## WHAT THE TASK ASKS
Reproduce word for word the part of the records below that opens with the line containing "Detect the rear" and closes with the line containing "(51, 41), (166, 194)", including both of those lines.

┌─ INFORMATION PROVIDED

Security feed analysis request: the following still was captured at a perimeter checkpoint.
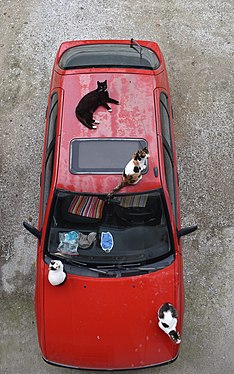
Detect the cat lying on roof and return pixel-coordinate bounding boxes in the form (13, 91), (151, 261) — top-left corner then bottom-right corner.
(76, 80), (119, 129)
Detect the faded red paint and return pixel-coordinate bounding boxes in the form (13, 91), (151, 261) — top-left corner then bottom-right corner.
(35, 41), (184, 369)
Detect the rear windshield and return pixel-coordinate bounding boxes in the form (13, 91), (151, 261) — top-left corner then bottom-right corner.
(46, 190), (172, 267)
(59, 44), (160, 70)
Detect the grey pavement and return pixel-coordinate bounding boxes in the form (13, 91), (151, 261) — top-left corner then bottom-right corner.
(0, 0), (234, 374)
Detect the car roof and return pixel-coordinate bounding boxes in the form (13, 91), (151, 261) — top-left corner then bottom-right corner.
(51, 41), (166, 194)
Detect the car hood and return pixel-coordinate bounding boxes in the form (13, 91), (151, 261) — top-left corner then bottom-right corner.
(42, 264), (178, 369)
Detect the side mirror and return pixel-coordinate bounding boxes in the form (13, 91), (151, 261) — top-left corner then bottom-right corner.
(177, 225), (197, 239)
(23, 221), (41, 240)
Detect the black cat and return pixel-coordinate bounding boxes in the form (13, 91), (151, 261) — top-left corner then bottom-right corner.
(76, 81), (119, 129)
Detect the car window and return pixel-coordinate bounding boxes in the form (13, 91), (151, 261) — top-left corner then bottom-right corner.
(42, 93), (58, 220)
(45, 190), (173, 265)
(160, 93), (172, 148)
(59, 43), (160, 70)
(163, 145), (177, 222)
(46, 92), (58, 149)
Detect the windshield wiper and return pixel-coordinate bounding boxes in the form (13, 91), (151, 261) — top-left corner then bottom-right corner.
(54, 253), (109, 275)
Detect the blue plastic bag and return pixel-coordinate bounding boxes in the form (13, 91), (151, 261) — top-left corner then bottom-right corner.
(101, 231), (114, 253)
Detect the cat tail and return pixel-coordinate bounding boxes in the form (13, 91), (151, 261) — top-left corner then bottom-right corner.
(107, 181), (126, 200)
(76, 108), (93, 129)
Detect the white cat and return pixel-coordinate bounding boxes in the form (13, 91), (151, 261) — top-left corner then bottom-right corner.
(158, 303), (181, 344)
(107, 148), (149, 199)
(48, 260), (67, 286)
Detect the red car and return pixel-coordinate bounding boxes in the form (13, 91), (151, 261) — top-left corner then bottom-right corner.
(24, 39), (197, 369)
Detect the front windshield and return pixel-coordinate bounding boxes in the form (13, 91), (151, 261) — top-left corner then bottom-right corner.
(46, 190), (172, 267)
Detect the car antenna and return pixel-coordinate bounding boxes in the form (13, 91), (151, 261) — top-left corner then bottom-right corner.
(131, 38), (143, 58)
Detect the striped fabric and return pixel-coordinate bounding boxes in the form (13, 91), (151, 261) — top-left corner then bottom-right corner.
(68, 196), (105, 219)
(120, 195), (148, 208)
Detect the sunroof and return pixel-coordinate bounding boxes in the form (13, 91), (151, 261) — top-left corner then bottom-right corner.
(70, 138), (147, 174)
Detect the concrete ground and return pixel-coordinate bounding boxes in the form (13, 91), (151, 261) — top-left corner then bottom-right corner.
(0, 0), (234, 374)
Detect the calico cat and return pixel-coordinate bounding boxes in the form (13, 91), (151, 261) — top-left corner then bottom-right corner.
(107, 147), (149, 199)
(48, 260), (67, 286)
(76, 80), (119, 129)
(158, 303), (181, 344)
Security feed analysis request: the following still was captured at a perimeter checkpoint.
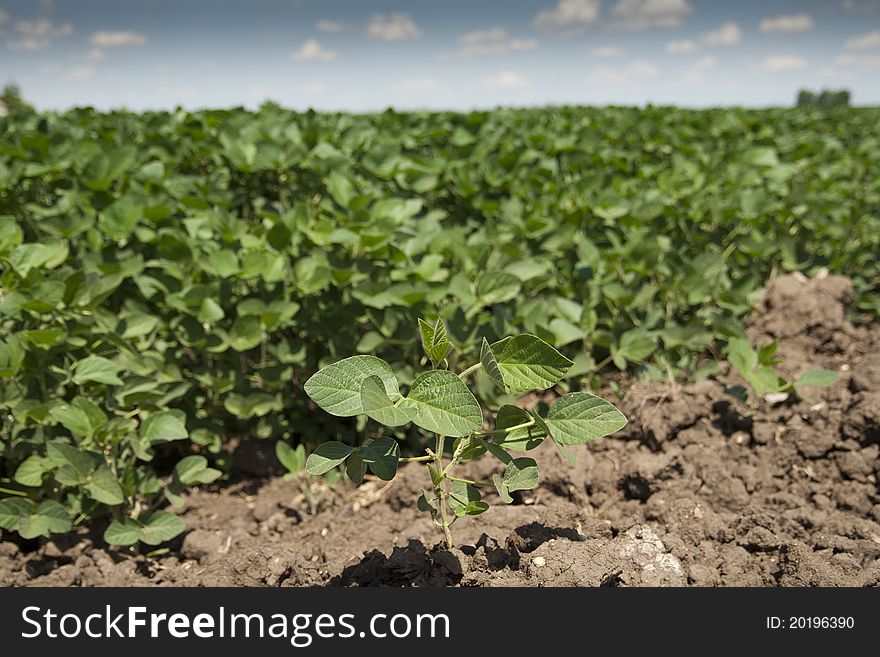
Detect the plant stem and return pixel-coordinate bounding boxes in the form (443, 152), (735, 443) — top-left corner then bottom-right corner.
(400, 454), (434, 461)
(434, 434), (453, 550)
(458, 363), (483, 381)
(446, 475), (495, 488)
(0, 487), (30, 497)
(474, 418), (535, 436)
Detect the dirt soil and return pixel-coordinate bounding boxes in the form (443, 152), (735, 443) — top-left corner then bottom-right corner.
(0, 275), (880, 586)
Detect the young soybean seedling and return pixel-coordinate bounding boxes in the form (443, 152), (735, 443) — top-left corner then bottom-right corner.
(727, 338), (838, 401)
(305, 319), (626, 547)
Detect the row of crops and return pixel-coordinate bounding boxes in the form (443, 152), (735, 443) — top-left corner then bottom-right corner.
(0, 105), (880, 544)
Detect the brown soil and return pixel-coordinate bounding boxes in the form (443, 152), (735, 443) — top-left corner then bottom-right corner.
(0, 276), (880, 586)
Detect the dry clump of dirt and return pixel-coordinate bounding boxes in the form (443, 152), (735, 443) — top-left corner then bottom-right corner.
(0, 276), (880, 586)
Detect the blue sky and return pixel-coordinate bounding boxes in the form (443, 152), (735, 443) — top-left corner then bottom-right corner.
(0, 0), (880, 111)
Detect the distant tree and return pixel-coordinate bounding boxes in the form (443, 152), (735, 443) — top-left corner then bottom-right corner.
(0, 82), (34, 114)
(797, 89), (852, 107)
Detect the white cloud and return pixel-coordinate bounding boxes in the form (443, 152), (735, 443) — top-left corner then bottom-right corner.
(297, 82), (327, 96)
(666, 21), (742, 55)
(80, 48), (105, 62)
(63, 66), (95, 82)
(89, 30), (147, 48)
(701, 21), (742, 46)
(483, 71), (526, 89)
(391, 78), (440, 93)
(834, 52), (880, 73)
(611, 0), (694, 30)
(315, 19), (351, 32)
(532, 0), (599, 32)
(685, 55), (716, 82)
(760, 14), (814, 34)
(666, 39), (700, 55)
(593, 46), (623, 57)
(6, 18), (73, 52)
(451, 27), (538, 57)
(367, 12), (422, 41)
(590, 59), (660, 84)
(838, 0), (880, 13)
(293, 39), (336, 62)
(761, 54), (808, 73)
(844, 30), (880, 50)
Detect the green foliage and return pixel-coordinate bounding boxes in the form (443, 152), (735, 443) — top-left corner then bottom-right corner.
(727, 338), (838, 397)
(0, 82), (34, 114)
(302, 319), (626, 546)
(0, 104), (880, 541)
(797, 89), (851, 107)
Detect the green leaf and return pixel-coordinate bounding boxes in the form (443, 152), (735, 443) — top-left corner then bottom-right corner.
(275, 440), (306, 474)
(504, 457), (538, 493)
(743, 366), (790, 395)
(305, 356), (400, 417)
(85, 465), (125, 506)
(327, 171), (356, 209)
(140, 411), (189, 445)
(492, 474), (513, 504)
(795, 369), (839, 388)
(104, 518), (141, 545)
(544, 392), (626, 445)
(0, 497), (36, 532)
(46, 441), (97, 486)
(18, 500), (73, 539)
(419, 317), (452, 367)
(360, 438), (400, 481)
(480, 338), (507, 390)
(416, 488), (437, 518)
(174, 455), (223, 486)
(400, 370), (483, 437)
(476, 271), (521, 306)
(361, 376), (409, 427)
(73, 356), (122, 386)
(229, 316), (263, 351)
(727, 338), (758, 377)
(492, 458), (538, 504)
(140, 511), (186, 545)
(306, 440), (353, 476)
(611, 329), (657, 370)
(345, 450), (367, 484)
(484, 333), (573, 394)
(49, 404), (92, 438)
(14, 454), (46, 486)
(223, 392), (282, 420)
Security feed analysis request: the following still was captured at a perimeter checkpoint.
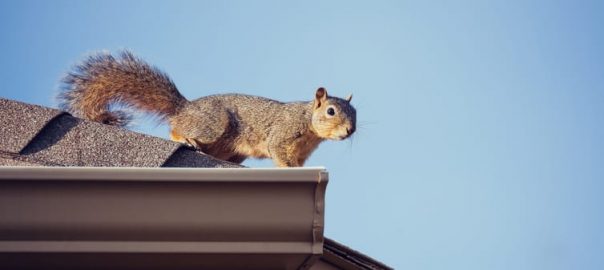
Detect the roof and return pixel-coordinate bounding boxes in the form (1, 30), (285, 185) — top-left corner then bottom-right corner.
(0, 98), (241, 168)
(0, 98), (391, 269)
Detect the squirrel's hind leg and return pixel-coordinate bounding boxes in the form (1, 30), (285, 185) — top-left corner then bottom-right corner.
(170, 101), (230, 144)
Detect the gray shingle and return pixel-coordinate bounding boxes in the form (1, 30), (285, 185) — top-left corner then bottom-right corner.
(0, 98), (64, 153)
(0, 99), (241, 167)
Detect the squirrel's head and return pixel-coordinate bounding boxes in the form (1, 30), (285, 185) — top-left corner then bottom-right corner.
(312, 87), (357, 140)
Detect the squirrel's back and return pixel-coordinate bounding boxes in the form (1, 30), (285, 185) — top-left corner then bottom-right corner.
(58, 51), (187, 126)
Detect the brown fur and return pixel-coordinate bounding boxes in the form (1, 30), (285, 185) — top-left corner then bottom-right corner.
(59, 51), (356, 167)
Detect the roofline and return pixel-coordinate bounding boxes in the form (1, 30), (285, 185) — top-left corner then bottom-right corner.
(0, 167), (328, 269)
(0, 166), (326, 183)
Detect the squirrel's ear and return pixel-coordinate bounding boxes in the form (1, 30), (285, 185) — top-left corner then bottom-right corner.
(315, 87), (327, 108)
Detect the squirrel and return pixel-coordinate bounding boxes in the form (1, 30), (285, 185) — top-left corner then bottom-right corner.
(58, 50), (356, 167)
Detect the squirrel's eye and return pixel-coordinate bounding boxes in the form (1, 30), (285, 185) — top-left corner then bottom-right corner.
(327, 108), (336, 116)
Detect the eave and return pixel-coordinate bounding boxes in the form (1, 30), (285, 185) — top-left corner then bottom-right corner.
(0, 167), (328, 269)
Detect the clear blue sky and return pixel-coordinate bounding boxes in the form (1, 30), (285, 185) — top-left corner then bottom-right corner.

└─
┌─ INFORMATION PROVIDED

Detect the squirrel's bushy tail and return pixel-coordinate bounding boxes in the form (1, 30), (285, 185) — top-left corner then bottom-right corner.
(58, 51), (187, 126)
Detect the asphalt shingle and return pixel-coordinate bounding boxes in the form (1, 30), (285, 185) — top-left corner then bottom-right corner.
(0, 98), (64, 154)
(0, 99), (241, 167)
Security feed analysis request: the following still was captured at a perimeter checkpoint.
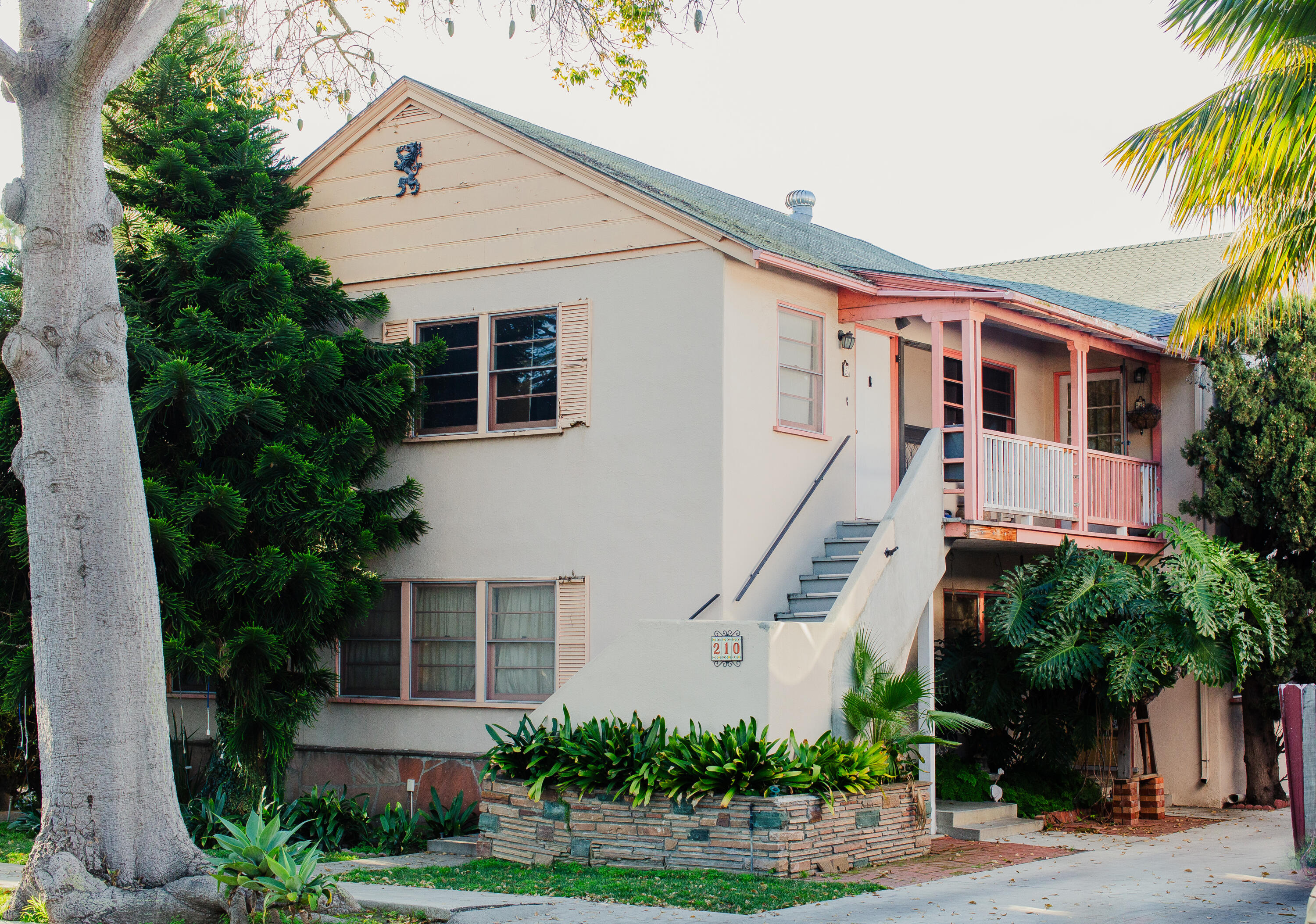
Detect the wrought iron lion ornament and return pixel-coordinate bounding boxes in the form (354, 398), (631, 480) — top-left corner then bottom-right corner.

└─
┌─ INFORMATION PROVIDED

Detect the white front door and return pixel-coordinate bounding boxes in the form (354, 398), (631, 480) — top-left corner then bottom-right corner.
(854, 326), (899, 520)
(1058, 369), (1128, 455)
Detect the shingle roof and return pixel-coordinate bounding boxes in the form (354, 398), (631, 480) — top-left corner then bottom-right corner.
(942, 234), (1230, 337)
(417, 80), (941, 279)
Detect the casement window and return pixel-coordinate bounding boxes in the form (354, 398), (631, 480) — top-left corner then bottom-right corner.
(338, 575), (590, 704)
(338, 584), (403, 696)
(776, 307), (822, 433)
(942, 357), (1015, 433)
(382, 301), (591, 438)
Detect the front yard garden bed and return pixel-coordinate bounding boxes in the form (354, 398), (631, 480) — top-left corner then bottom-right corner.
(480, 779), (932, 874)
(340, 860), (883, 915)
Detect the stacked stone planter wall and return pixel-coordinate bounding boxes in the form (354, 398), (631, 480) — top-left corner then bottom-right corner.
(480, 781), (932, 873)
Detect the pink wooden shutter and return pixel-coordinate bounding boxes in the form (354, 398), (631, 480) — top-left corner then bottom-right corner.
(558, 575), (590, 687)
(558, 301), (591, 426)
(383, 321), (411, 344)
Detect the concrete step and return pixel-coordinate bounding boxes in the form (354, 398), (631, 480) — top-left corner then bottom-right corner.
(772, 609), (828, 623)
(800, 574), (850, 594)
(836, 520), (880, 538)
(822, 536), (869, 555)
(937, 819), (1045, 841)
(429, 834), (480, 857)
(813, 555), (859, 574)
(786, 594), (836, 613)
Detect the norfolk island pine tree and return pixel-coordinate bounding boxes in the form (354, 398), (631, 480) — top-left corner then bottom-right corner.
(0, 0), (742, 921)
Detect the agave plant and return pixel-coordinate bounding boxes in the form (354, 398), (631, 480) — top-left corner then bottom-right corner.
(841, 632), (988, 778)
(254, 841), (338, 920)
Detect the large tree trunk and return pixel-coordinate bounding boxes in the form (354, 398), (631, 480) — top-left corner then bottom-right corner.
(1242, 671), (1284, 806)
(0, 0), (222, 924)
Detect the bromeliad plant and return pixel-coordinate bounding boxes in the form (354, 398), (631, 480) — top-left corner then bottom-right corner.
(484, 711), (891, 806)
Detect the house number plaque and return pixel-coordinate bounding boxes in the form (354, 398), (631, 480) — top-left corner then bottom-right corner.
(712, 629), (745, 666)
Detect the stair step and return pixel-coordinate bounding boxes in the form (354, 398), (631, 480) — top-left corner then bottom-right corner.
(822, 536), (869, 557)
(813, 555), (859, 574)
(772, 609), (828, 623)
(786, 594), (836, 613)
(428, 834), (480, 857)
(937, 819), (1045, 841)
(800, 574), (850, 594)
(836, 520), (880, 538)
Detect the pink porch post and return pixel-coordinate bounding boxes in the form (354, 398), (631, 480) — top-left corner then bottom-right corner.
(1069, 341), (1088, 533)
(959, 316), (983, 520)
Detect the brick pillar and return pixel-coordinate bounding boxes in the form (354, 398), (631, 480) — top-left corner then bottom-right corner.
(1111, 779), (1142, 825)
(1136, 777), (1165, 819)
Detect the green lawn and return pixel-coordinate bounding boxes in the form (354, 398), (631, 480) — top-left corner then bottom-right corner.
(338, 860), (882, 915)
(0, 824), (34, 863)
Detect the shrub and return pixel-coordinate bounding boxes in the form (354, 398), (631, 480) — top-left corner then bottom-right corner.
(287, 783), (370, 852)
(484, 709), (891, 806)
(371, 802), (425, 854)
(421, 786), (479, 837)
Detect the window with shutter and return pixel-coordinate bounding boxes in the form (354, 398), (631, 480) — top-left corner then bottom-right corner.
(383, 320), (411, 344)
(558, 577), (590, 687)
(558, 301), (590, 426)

└─

## FINAL RESULT
Detect the rear windshield and return pixel-coordinate bounding boxes in the form (13, 91), (151, 261) — top-left corner then bottom-right corner.
(46, 190), (172, 267)
(59, 44), (160, 70)
Detect the grey pavement and return pixel-coordinate bounding boxes in the form (13, 91), (151, 261) — top-left corner then bottom-right corner.
(0, 0), (234, 374)
Detect the car roof and return pixel-coordinate bounding boxes in the form (13, 91), (151, 261) — top-left corner then bottom-right corner.
(51, 41), (166, 194)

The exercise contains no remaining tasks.